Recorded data
━━━━━━━━━━━━━━━━━━━━

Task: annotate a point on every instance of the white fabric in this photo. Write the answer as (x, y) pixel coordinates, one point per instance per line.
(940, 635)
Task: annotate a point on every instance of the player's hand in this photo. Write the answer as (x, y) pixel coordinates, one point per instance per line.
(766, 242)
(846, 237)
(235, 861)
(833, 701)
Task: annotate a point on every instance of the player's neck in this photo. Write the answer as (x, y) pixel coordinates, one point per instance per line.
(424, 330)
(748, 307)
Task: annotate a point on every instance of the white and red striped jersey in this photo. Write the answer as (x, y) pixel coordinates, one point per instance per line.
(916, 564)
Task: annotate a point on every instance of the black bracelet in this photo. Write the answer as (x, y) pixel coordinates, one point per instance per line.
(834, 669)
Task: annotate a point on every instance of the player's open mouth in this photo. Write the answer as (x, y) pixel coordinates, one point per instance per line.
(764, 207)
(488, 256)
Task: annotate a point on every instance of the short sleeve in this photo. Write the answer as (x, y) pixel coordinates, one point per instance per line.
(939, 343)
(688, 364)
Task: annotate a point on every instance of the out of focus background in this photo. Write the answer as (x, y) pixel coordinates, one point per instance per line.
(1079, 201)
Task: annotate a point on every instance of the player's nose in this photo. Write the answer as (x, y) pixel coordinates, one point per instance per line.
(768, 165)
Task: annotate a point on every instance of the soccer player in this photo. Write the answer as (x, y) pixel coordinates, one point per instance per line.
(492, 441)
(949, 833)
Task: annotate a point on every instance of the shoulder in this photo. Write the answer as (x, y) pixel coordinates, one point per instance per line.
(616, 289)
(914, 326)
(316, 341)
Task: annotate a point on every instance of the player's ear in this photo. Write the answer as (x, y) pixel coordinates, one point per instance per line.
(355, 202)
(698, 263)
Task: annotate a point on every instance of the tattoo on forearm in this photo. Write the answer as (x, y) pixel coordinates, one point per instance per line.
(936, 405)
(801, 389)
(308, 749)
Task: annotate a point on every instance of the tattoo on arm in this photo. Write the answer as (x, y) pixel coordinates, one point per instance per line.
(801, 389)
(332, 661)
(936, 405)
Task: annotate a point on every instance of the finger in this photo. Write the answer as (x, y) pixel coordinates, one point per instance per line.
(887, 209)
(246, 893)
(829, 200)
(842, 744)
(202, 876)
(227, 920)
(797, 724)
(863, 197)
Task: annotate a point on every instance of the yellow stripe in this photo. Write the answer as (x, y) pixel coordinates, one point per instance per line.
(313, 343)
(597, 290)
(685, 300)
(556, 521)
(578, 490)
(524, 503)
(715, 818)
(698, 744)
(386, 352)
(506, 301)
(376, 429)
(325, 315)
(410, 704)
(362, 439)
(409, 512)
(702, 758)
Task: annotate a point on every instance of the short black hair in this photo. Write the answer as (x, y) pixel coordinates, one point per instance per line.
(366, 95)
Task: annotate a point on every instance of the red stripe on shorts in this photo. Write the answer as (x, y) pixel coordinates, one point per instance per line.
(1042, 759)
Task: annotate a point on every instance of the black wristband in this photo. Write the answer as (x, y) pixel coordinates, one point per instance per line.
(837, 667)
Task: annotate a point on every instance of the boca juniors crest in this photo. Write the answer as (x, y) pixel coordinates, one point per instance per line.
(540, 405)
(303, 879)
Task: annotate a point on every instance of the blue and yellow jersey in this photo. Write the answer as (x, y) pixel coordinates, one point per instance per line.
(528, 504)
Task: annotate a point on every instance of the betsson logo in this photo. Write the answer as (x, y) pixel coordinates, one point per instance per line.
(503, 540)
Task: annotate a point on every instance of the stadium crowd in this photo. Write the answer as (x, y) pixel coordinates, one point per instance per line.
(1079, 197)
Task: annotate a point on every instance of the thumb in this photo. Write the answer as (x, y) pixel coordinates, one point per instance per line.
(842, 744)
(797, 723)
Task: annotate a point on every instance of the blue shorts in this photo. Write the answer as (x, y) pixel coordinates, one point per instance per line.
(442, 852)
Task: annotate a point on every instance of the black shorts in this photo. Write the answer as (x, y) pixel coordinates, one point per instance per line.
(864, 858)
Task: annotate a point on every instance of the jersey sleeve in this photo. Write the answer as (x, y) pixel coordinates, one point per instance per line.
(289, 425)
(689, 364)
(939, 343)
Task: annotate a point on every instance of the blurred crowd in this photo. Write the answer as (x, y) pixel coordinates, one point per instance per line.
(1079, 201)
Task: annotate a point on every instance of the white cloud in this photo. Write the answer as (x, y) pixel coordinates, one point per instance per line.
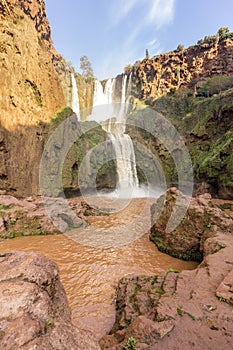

━━━━━━━━━━━━━━━━━━━━

Your copy must start at the line that holds "Task: annotate a point on every instance of the blurred" and end at the last line of the data, both included; it must contain no pictures.

▶ [Written solution]
Task: annotate a point on every instance of the blurred crowd in this photo. Write the answer as (x, y) pixel coordinates, one point per instance per line.
(1079, 201)
Task: annotate a point on every instance of the white cloud in this photo. Write the answer as (x, y) pixel coordinates, one point per instance per line.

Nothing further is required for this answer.